◆ TASK DIRECTIONS:
The entries must be restated exactly as written.

◆ EXTRACTED ENTRIES:
-=-=-=-=-

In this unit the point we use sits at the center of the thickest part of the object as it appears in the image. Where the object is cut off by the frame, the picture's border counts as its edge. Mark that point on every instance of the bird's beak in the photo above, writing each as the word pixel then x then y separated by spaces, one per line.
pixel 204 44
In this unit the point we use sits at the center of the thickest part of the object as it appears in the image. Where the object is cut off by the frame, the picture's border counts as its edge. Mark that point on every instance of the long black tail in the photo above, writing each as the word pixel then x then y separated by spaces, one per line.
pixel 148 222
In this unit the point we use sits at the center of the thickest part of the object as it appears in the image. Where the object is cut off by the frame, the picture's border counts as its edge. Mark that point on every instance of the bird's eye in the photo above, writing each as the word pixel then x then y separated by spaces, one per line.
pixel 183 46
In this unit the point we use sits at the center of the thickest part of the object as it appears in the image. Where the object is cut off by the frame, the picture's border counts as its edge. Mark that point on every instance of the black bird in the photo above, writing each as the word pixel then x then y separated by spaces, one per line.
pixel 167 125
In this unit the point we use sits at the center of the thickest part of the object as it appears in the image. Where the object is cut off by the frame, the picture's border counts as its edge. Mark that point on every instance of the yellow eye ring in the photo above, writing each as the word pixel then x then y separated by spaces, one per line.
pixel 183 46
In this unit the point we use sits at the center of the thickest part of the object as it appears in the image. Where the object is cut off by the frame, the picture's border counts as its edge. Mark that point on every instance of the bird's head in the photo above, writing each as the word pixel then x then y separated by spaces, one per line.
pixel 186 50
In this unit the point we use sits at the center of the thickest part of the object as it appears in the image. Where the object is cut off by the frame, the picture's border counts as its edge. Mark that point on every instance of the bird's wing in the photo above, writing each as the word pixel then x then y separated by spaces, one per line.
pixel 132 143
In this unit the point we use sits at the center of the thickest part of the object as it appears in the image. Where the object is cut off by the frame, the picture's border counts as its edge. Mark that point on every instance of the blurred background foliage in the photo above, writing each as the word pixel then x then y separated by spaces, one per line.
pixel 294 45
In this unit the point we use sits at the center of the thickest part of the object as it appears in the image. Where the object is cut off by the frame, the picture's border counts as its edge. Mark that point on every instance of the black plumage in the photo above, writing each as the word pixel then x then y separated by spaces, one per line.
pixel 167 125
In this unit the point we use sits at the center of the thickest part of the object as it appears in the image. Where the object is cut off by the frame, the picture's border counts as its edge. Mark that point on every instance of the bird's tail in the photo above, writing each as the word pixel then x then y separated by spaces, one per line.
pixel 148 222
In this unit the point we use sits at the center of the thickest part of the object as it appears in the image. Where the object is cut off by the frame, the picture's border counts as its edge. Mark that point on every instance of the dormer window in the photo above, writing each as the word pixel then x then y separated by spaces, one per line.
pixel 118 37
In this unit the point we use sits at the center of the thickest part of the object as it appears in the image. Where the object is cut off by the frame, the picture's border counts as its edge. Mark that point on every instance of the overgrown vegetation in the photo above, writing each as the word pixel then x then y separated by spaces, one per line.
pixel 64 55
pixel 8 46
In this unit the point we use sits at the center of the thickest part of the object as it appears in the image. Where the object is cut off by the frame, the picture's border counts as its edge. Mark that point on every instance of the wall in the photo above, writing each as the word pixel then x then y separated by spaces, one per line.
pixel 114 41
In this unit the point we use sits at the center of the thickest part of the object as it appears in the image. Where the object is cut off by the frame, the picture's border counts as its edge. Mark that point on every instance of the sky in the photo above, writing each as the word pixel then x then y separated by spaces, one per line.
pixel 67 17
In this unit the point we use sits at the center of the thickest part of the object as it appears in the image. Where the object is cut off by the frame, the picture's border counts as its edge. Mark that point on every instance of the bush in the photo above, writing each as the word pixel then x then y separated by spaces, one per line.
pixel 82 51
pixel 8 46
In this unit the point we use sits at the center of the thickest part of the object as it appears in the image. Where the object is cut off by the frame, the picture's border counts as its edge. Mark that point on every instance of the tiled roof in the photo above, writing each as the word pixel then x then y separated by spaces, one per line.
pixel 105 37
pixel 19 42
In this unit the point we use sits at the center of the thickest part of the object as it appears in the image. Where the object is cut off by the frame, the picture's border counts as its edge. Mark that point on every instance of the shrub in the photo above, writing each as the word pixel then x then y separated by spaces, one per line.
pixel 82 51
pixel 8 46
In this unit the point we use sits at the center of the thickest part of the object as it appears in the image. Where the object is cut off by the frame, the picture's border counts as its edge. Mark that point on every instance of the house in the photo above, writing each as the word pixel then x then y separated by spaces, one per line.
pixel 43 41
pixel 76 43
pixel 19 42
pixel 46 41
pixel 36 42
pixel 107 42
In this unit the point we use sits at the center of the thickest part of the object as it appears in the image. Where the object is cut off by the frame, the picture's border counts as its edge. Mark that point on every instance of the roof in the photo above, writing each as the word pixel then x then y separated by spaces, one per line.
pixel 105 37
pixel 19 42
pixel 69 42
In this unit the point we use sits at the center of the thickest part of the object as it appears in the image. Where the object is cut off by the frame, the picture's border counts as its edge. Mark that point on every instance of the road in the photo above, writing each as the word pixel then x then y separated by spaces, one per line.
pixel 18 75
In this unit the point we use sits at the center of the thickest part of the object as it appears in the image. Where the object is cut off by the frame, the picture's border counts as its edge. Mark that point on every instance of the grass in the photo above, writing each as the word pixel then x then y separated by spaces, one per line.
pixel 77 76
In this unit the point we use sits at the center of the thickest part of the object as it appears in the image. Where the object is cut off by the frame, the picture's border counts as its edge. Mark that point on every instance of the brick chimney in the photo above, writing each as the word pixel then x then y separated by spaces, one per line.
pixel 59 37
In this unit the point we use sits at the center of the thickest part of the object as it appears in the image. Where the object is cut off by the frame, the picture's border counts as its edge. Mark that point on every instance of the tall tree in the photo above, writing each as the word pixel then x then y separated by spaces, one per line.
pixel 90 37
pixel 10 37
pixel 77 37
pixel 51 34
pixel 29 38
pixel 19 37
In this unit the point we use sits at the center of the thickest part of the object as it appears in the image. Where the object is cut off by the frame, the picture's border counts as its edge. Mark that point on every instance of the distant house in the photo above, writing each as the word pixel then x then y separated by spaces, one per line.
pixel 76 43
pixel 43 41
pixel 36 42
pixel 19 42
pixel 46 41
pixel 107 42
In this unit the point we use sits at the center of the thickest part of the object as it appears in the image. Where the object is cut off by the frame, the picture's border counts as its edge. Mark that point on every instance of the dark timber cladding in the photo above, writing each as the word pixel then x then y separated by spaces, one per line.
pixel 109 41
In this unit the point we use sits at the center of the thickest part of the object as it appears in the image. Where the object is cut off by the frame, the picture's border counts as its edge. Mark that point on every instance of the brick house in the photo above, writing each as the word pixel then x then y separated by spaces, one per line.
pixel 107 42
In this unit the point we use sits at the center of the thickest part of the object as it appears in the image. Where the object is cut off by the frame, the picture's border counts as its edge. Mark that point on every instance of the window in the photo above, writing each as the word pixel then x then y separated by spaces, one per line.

-=-=-=-=-

◆ OUTPUT:
In this unit the point we use sits at the center of the thickest part of the object as it appears in the image. Where the object is cut off by the frame, the picture's border counts as its edge. Mark that point on every instance of the bird's beak in the photo above, writing each as the word pixel then x then y separated by spaces, one per line.
pixel 204 44
In this unit the point we use sits at the center of the thickest part of the object as it appears in the image. Where the object is cut off by the frame, the picture's border counts as its edge. Mark that point on every instance of the long black tail in the photo above, writing each as the word pixel then x then y separated by spaces, one per line.
pixel 148 222
In this unit the point we use sits at the center of the thickest part of the object as it appears in the image. Where the object is cut off by the frame, the picture's border counts as its edge. Mark that point on every instance of the bird's eye in the photo above, writing each as the word pixel then x then y separated by spaces, one per line.
pixel 183 46
In this unit the point we use sits at the center of the thickest part of the object as it appears in the image. Where the object is cut off by the frame, the picture's border counts as its edge. Mark that point on every instance of the black bird in the photo above, writing each as the word pixel then x then y separated by spaces, one per line.
pixel 167 125
In this unit the point we use sits at the center of the thickest part of the object as it appears in the image. Where the object is cut off by the frame, the picture's border counts as its edge. Mark that point on every instance of the yellow eye ring in the photo above, writing each as the word pixel then x then y separated by spaces, one per line.
pixel 183 46
In this unit the point we use sits at the center of the thickest part of the object as it appears in the image. Where the object is cut off by the frame, the picture's border counts as its edge. Mark that point on every instance of the bird's head in the photo above, writing each as the word pixel then x then y separated by spaces, one per line.
pixel 186 50
In this unit the point we use sits at the center of the thickest part of the object as it appears in the image. Where the object is cut off by the frame, the picture's border counts as its edge. Mark that point on every instance of the bird's wing in the photo above, writing each as the word pixel then x then y separated by spaces, one per line.
pixel 132 143
In this unit the point we use sits at the center of the thickest part of the object as it appears in the image. Where the object is cut off by the frame, the picture's border counts as its edge. Mark that point on every instance of the blurred background foliage in the photo above, writing each as the word pixel then x then y separated by spaces, one per line.
pixel 294 45
In this unit the point we use sits at the center of the thickest part of the object as it appears in the image. Where the object is cut off by the frame, the picture's border counts as its edge. Mark that point on every instance of the black plumage in the photo above, writing each as the word pixel then x then y separated by spaces, one per line.
pixel 167 125
In this unit the point we use sits at the center of the thickest part of the object as it appears in the image. Where the object is cut off by the frame, the picture's border counts as its edge. Mark that point on every instance of the bird's tail in the photo above, writing each as the word pixel then x then y separated by spaces, one per line.
pixel 148 222
In this unit the point we use sits at the center of the thickest part of the object as it appears in the image. Where the object is cut off by the frame, the picture's border counts as its edge. Mark that point on every instance of the dormer window in the photo above, writing each as the word pixel then x then y separated by spaces, one per line.
pixel 118 37
In this unit the point we use sits at the center of the thickest part of the object as it appears in the image. Where the object is cut off by the frame, the picture's border counts as its edge. Mark that point on every instance of the overgrown vegetation in the photo above, writing each as the word pixel then x then y separated by spaces, one per line.
pixel 64 55
pixel 8 46
In this unit the point we use sits at the center of the thickest part of the object as it appears in the image. Where the object is cut off by the frame, the picture's border counts as its edge. Mark that point on every instance of the wall in the photo above, writing each as the word pixel then x then y separated by spaces, one per line.
pixel 114 41
In this unit the point we use sits at the center of the thickest part of the object as it appears in the image. Where the object is cut off by the frame, the picture's border counts as its edge. Mark that point on every instance of the sky in the photo above, writing each as the word pixel then x then y separated by spaces, one per line.
pixel 67 17
In this unit the point we use sits at the center of the thickest part of the object as it appears in the image. Where the object is cut off by the frame, the picture's border counts as its edge. Mark that point on every instance of the bush in the photo above, writing each as the word pixel then x then y separated by spaces, one per line.
pixel 82 51
pixel 8 46
In this unit the point we use sits at the center of the thickest part of the object as it appears in the image. Where the object is cut off by the frame, the picture's border counts as its edge. Mark that point on every instance of the tiled roof in the photo above, writing each as the word pixel then x then y separated by spaces, one per line.
pixel 105 37
pixel 19 42
In this unit the point we use sits at the center of the thickest part of the object as it appears in the image. Where the object is cut off by the frame, the picture's border counts as its edge. Mark that point on every instance of the shrub in the photo above, writing each as the word pixel then x then y separated by spaces, one per line.
pixel 82 51
pixel 8 46
In this unit the point we use sits at the center of the thickest part of the object as it appears in the image. Where the object is cut off by the frame, the picture's border counts as its edge. Mark that point on every instance of the house in the photo above, writing each as the word pixel then x then y separated by spaces, one per line.
pixel 43 41
pixel 76 43
pixel 19 42
pixel 46 41
pixel 36 42
pixel 107 42
In this unit the point we use sits at the center of the thickest part of the object as it appears in the image. Where the object is cut off by the frame, the picture's border counts as its edge. Mark that point on every instance of the roof in the photo above, writing each as the word pixel then x then y separated by spaces, one per line.
pixel 105 37
pixel 19 42
pixel 69 42
In this unit the point we use sits at the center of the thickest part of the object as it appears in the image. Where the object is cut off by the frame, the picture's border counts as its edge. Mark that point on every instance of the road in the photo above, writing each as the word pixel then x then y separated by spaces, one per line.
pixel 18 75
In this unit the point we use sits at the center of the thickest part of the object as it appears in the image. Where the object is cut off by the frame, the picture's border counts as its edge. Mark that point on every instance of the grass in the photo above, writing each as the word pixel then x then y separated by spaces, one per line.
pixel 77 76
In this unit the point we use sits at the center of the thickest part of the object as it appears in the image. Where the object is cut off by the frame, the picture's border counts as its edge. Mark that point on every instance of the brick chimney in the photo above, writing each as the word pixel then x then y separated by spaces, one per line.
pixel 59 37
In this unit the point we use sits at the center of the thickest part of the object as it appears in the image. Where the object is cut off by the frame, the picture's border counts as its edge. Mark that point on every instance of the tall tree in the photo above, writing each as the word pixel then x then y separated by spaces, one per line.
pixel 90 37
pixel 10 37
pixel 77 37
pixel 51 34
pixel 29 38
pixel 19 37
In this unit the point we use sits at the center of the thickest part of the object as it appears in the image. Where the object is cut off by the frame, the picture's border counts as its edge. Mark that point on every instance of the distant house in the photo above, writing each as the word pixel then x then y separated by spaces, one per line.
pixel 76 43
pixel 43 41
pixel 36 42
pixel 19 42
pixel 46 41
pixel 107 42
In this unit the point we use sits at the center of the thickest part of the object as it appears in the image. Where the object is cut off by the frame, the picture's border counts as its edge. Mark that point on every instance of the dark timber cladding in the photo above, writing each as the word pixel then x then y separated by spaces, one per line.
pixel 109 41
In this unit the point we use sits at the center of the thickest part of the object as it appears in the image. Where the object is cut off by the frame, the picture's border counts as its edge. Mark that point on every instance of the brick house in the photo above, writing each as the word pixel then x then y separated by spaces, one per line.
pixel 107 42
In this unit the point we use sits at the center of the thickest part of the object as it appears in the image. Where the object is cut off by the frame, the picture's border counts as its edge. Mark that point on every instance of the window in the photo above, writing each as the word pixel then x then y separated by spaces, one per line.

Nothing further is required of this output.